• _Page excerpt_:
○ ○ ○

Brilliant solution there (cables of the GraphX card).


----------



## C4B (Oct 12, 2013)

Chevalr1c said:


> Brilliant solution there (cables of the GraphX card).



Thank you!

Time for a little update. I received the last hardware this week. Some Noiseblocker fans and a EK X-Res 100 DDC.






Really love these fans. 2x 120mm and 1x 92mm PWM versions of Noiseblockers Blacksilent. Really fits this mod, still looks very clean though.






This res pump combo is really nice too. I modified a DDC plexi mount from XSPC to install it in the case.
















This is how I will run the loop. Im going to finish the shroud and add some fittings to it to get the tubes through it and down to the radiator.






Really love these Noiseblocker fans!






This is also how the cable management will look on the inside.






And here is the finished cablemanagement in the back.






Im pretty satisfied with it now. The molex is for the 18W DDC pump. Dont have much left to do before this project is finished.


Clean the case.
Repaint.
Finish the shroud.
Finish the loop.
Window?

What do you think about a window mod? Do it or dont do it? Full window or a smaller one?

I will be visiting Dreamhack Winter in november to show this project and my earlier build CURV3D at the Expo they have there for a sponsor. So Ill hope I see some of you there. I also want to thank Bit-Tech for nominating me to Mod of the Month August. Go and vote for your favorites!

○ ○ ○

[Dataset rows]
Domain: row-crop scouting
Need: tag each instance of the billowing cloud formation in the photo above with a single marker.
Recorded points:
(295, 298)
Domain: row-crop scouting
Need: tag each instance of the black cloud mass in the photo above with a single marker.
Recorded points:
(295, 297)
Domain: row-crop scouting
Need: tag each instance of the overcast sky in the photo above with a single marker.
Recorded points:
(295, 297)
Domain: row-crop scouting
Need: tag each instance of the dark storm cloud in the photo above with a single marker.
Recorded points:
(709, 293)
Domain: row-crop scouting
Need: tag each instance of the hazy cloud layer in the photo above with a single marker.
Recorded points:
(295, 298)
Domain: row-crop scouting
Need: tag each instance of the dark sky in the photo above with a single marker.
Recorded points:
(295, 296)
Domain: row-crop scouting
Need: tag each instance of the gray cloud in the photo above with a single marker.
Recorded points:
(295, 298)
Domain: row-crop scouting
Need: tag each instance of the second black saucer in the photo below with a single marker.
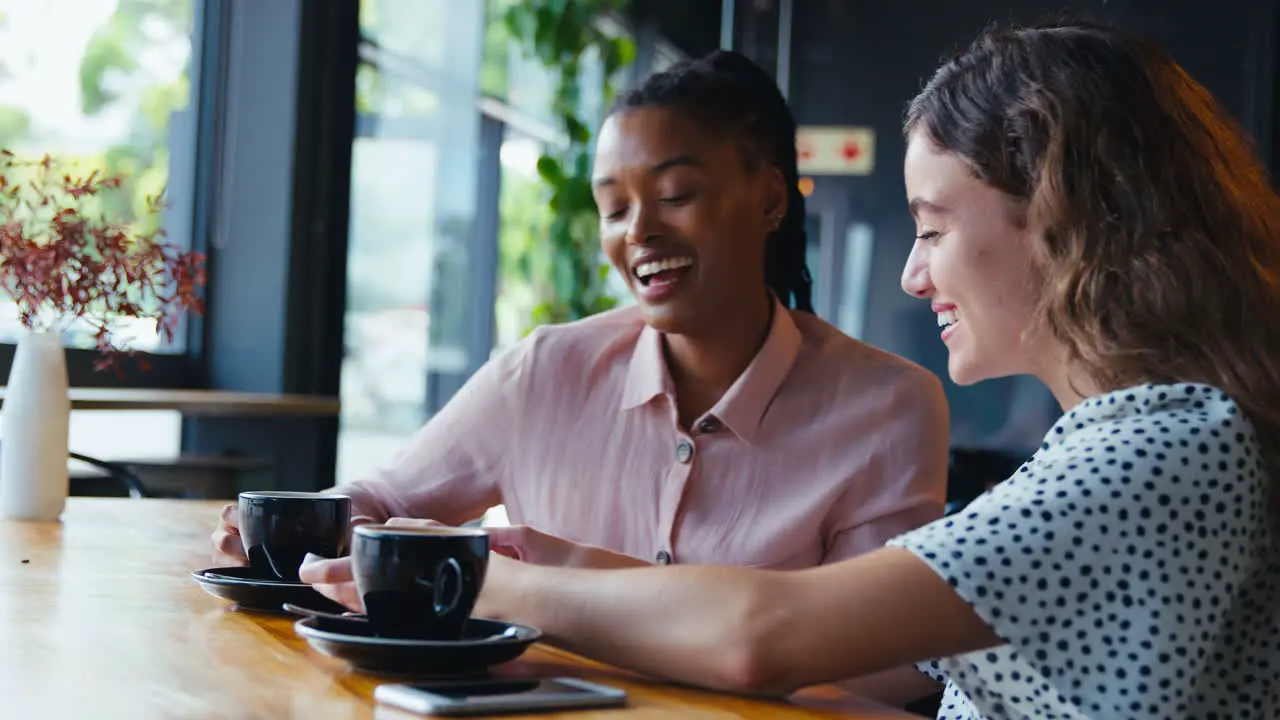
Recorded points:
(484, 645)
(243, 587)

○ ○ ○

• _Set problem 1_: Please rewrite the dataset rows, replacing every "Recorded points" with "Marked points" and keeping everything else the same. Leave the pictures out of your version.
• _Set problem 2_: Extend the case-mod forum post, beginning right after its last sentence.

• _Task answer 1_:
Domain: row-crop scouting
Need: tag each instance of the billowing cloud formation in the photo above with a single marker.
Marked points:
(295, 298)
Domain: row-crop scouting
Need: tag each instance of the black cloud mass in the photo above with a single marker.
Marked points:
(295, 297)
Domain: row-crop scouting
Need: tag each instance of the overcast sky in the photo above with a single marker.
Marked points:
(295, 297)
Domain: row-crop scouting
Need: tag each instance of the dark storm cloud in the photo above with a single marker.
Marked points:
(709, 293)
Domain: row-crop scouting
Need: tag each instance of the hazy cloud layer in the photo above with a single marker.
Marked points:
(295, 298)
Domain: row-crop scouting
Need: tag each instance of the dark sky in the photo above with a single marker.
Marked points:
(295, 296)
Domain: row-crop scouting
Need: tag each instance of the gray cloud in the photo above with a single marker.
Marked points:
(295, 298)
Domain: row-crop scouting
Need: tag each instance of the second black saucer in the photo below with a single marker.
Marked points:
(484, 645)
(243, 587)

• _Task answer 2_:
I am also hosting a modding contest for those who live in Sweden, Denmark, Norway and Finland at my website. Check it out, got prizes from Bitfenix, Cubitek and others.
*
With kind regards
Johan Nyman
Minimalistic PC's*


----------



## C4B (Oct 21, 2013)

*Hello!*

It is time for another little update. I have been working on the loop a little bit, right now Im just waiting for the last three fittings then its time to fill it up!

I also finished the shroud/psu cover. Got some time today to work on the window too, just need to file and sand the edges.

Installed two fillports to the shroud and painted it black.
















This is how the full shroud looks like, I like it!






This is how Im going to run the loop. Only thing left is from the CPU to the RES and down to the rad.











I also started working on a window, this is the layout Im going for. Just need to trim the edges a little bit.











What do you think?

The only things left to do is to fix the paintjob, finish the loop and fix those edges for the window. Almost done with this project, feels great!

*With kind regards
Johan Nyman
Minimalistic PC's*


----------



## Peter1986C (Oct 21, 2013)

The edges around the window might be "fixed" nicely by using rubber U-profiles.

Nice job, BTW.


----------



## C4B (Oct 22, 2013)

Chevalr1c said:


> The edges around the window might be "fixed" nicely by using rubber U-profiles.
> 
> Nice job, BTW.



I dont want to use u-profiles, I want a more cleaner look! Thanks anyway.


----------



## C4B (Nov 8, 2013)

Its been too long since I updated, so here it is.

I have finished the loop, shroud and installed OS and so on. The last two things left to do is to fix some scratches and install some lights.

I dont want to use a u-channel around the window edges and I dont really know if I want to have it like now either, maybe a frame in the same finish as the radiator grill?

However, here are some pictures on how the case looks like 95% finished.


























I will probably get the lights next week so I will install that as fast as possible and then start working on the final pictures.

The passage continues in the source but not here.